● RECORDS TO USE:
+ + +

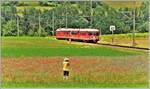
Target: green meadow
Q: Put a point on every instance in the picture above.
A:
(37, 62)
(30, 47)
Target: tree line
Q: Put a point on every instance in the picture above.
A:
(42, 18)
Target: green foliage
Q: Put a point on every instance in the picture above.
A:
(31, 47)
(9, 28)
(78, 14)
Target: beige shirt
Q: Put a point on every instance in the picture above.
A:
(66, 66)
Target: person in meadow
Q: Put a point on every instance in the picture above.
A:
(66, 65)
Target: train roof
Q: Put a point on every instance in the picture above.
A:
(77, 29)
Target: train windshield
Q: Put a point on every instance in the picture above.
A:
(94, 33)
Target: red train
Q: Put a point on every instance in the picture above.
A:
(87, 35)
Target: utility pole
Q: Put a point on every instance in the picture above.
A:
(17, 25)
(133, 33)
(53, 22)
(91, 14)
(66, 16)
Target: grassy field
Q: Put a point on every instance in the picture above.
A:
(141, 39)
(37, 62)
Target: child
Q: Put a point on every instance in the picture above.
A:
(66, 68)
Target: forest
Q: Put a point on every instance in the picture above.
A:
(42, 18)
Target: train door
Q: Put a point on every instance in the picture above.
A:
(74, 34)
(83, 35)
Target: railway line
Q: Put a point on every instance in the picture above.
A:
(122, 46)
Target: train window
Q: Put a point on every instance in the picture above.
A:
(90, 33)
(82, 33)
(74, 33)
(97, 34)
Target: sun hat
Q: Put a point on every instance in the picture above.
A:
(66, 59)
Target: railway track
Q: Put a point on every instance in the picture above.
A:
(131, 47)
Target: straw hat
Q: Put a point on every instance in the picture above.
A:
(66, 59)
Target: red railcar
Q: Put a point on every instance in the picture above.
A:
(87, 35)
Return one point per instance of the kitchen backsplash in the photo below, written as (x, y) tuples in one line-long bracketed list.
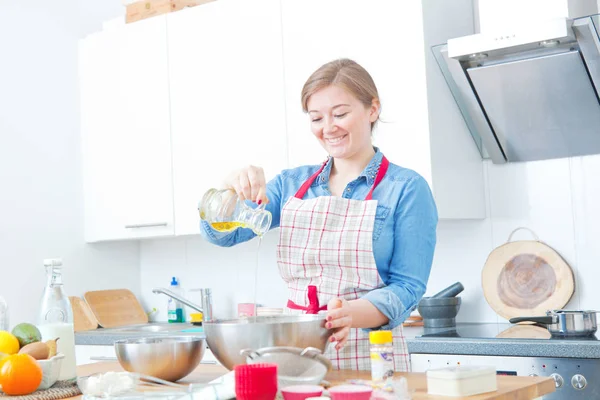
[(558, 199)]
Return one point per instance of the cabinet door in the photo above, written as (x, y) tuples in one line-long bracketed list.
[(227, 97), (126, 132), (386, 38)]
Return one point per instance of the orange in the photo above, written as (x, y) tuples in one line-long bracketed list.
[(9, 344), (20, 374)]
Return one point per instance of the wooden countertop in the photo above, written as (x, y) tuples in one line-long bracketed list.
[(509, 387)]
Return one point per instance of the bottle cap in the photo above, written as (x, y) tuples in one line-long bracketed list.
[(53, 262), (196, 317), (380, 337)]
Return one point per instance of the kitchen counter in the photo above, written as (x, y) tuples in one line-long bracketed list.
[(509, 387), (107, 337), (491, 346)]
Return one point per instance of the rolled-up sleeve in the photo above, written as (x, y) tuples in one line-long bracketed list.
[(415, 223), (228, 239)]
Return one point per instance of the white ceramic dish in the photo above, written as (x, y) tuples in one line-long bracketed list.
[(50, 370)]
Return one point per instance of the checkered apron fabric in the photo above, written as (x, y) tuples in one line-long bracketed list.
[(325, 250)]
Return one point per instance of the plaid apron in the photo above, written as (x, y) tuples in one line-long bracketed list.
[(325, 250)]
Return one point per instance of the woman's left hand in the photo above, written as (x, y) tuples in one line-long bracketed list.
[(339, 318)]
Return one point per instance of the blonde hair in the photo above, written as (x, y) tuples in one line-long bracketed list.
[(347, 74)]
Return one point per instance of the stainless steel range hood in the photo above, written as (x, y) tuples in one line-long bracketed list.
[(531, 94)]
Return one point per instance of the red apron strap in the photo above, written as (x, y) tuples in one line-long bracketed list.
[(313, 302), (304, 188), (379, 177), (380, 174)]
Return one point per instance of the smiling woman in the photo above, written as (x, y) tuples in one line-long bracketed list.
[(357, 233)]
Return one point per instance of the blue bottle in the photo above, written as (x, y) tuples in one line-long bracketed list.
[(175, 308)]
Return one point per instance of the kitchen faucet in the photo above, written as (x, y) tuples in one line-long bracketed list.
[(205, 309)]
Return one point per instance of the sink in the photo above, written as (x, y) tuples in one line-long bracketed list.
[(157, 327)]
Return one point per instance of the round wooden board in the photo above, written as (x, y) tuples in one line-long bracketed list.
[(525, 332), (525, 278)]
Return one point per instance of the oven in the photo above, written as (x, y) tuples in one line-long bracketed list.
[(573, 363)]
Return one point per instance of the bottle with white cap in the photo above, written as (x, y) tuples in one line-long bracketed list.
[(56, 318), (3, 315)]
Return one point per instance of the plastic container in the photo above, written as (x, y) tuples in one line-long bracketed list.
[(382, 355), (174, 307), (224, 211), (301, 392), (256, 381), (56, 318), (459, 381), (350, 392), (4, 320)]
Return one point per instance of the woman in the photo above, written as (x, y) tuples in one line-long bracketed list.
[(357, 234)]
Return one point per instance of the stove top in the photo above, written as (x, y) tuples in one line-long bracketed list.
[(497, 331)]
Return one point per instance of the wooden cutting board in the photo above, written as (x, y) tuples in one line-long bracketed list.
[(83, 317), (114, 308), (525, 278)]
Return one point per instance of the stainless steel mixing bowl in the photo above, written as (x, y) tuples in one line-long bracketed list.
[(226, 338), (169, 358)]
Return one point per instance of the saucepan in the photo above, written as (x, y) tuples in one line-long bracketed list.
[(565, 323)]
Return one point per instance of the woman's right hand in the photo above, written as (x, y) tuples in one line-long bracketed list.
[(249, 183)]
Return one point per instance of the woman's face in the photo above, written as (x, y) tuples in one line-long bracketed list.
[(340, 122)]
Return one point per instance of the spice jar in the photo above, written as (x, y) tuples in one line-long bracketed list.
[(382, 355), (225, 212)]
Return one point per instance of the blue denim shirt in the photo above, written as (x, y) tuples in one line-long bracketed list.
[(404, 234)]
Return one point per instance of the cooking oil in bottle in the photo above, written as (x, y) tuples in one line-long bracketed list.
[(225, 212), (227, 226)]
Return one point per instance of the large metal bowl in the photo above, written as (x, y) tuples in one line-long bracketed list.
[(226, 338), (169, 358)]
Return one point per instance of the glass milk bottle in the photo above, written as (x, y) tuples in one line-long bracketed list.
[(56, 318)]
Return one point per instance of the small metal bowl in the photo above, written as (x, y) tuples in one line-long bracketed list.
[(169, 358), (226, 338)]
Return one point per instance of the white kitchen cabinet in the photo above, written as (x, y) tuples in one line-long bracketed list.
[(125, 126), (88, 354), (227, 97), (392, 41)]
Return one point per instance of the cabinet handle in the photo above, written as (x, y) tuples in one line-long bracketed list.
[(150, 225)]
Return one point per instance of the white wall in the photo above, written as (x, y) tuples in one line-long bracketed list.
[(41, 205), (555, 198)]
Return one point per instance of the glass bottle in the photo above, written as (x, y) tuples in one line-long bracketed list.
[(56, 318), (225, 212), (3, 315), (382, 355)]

+ + +

● JOB: Please copy all of the material above word for word, leaving out the pictures.

● EXPECTED ANSWER:
Target: green meadow
Q: Put a point on every instance in the picture above.
A:
(37, 62)
(30, 47)
Target: tree line
Q: Put a point on every instance in the picture above.
A:
(42, 18)
Target: green foliage
Q: Put a point on every instance in the picture above.
A:
(31, 47)
(9, 28)
(78, 14)
Target: beige shirt
Q: Put a point on every instance in the picture above.
A:
(66, 66)
Target: person in meadow
Q: Put a point on every instance in the picture above.
A:
(66, 65)
Target: train roof
Q: Put a point on every instance in the picture above.
A:
(77, 29)
Target: train windshield
Q: Put a point on every instance in the picture above.
A:
(94, 33)
Target: red train
Q: Put a point on every instance in the picture above.
A:
(87, 35)
Target: utility pole
Q: Put a point on every instance in the picture above.
A:
(17, 25)
(133, 33)
(53, 22)
(91, 14)
(66, 16)
Target: grassy field
Q: Put a point on every instance in the picture above.
A:
(141, 39)
(37, 62)
Target: child
Q: Put a point on every instance in the picture above.
A:
(66, 68)
Target: forest
Q: Put a point on every instance in the picture above.
A:
(42, 18)
Target: train door
Q: Put a point on every instance in the picture above.
A:
(74, 34)
(83, 35)
Target: railway line
Q: Put a point on every instance in the picture above.
A:
(122, 46)
Target: train window
Q: Put a point on every instance in the picture above.
A:
(90, 33)
(82, 33)
(74, 33)
(97, 34)
Target: sun hat
Q: Put a point on every instance in the picture above.
A:
(66, 59)
Target: railway track
Q: Put a point on every instance in the picture above.
A:
(131, 47)
Target: straw hat
Q: Put a point on every instance in the picture above.
A:
(66, 59)
Target: red railcar
Q: Put a point on every instance in the picture above.
A:
(87, 35)
Return one point per instance of the kitchen backsplash in the photo below, written as (x, y) tuples in one line-long bracketed list.
[(558, 199)]
Return one point per instance of the cabinet door in the photo above, written as (x, y) tuples in one line-long bracketed list.
[(227, 97), (126, 132), (386, 38)]
Return one point per instance of the orange in the photo above, written as (x, y) tuples in one line-long bracketed list.
[(9, 344), (20, 374)]
Return one point per instance of the wooden countertop in the photo above, written as (x, y) tuples in one line-long bracketed list.
[(509, 387)]
Return one point per instance of the bottle cap in the photo above, written as (x, y) tuples in one line-long bracketed list.
[(53, 262), (196, 317), (380, 337)]
Return one point per instance of the kitchen counter in the photo above, written as (x, y) tuples in one line-long bracketed list.
[(509, 387), (107, 337), (491, 346)]
Return one point per instance of the rolled-up sleeve in the photo above, written as (x, y) tuples in one line-long bracketed list.
[(415, 223), (228, 239)]
Return one point per instance of the white ceramic dish in the photo above, written as (x, y) tuples in one line-long bracketed list.
[(50, 370)]
Return one point per instance of the checkered apron fabric in the photo above, written as (x, y) tuples in one line-long bracketed list.
[(325, 250)]
Return one point per instance of the plaid apron in the photo above, written as (x, y) tuples in one line-long bracketed list.
[(325, 250)]
Return one point per instance of the woman's left hand in the photo above, written as (x, y) tuples in one line-long bracketed list.
[(339, 318)]
Return one point per instance of the blonde hair in the photo above, written as (x, y) tuples in one line-long bracketed list.
[(347, 74)]
Return one point per instance of the stainless steel range hood in the photo above, written as (x, y) tuples in one line-long bracketed list.
[(531, 94)]
Return one point per instance of the red apron strap in the photo above, written as (x, y) tuples in one line-long bracketed list.
[(313, 302), (304, 188), (379, 177), (380, 174)]
Return one point per instance of the smiling woman in the photo above, written as (x, y) tuples in one line-long bracketed list.
[(357, 233)]
Return one point per instance of the blue bottle in the photo above, written as (x, y) tuples in one line-long bracketed list.
[(175, 308)]
Return one point per instance of the kitchen faucet in the photo above, written as (x, y) tuples in one line-long bracketed list.
[(205, 309)]
Return one point per instance of the sink in the photo above, written as (x, y) tuples in one line-long bracketed list.
[(157, 327)]
Return one point per instance of the round wooden board in the photo above, written as (x, y) tuples in one line-long bracketed list.
[(525, 332), (525, 278)]
Return one point per instance of the oven in the photo above, written as (x, y) tuples in one line-long bracketed list.
[(573, 363)]
Return one point per instance of the bottle with white cap in the photo above, written as (x, y) tuples in one line-long bracketed list.
[(56, 318), (3, 315)]
Return one point per instance of the plastic container in the photo above, written as (x, y) tuples in one line-long bracketed list.
[(382, 355), (174, 307), (224, 211), (301, 392), (256, 381), (56, 318), (459, 381), (350, 392), (4, 320)]
Return one point per instance of the woman in the photo above, written as (x, y) tuples in one line-long bracketed list.
[(357, 234)]
Return one point per instance of the stove top in the photo above, written as (x, y) tuples in one line-long bracketed list.
[(497, 331)]
Return one point per instance of the wooden cutting board in the photo above, written as (x, y) tuples in one line-long bracketed list.
[(83, 317), (114, 308), (525, 278)]
Return one point per instance of the stainless steel mixing bowl in the photo above, written as (x, y) tuples in one line-long bracketed list.
[(226, 338), (169, 358)]
Return one point per instance of the saucepan in the photo above, written as (x, y) tuples in one line-long bracketed list.
[(565, 323)]
Return one point per instance of the woman's right hand in the photo above, written as (x, y) tuples in one line-long bracketed list.
[(249, 183)]
Return one point per instance of the woman's face in the photo above, written as (x, y) tuples in one line-long bracketed list.
[(340, 122)]
Return one point per instance of the spice jar in the photo above, written as (x, y) tuples in one line-long bracketed list.
[(382, 355), (225, 212)]
Return one point per instance of the blue denim shirt in the photo above, written as (x, y) tuples in one line-long bracketed list.
[(404, 234)]
Return one point per instance of the cooking oil in bottle in the photo above, written as (x, y) tuples in one line-long bracketed list.
[(225, 212), (227, 226)]
Return one point per instance of the large metal bowl in the photo above, written as (x, y) tuples in one line-long bracketed list.
[(226, 338), (169, 358)]
Return one point per instance of the glass milk bottle in the photo above, written as (x, y) tuples in one line-long bracketed list.
[(56, 318)]
Return one point per instance of the small metal bowl in the photo above, written as (x, y) tuples in one line-long bracketed list.
[(169, 358), (226, 338)]
Return one point per instance of the white kitchen cabinet in the photo above, written as (x, y) tuples in one line-long bracketed list.
[(125, 126), (88, 354), (227, 97), (392, 41)]
Return one point per instance of the cabinet handle in the photo above, written as (x, y) tuples in one line-long bracketed list.
[(150, 225)]
Return one point per instance of the white wall in the photo above, written as (x, y) tuples in one line-long bracketed list.
[(41, 205), (555, 198)]
Return one point per instance of the glass bottle in the photo above, written as (x, y) tuples in one line-long bracketed list.
[(56, 318), (225, 212), (3, 315), (382, 355)]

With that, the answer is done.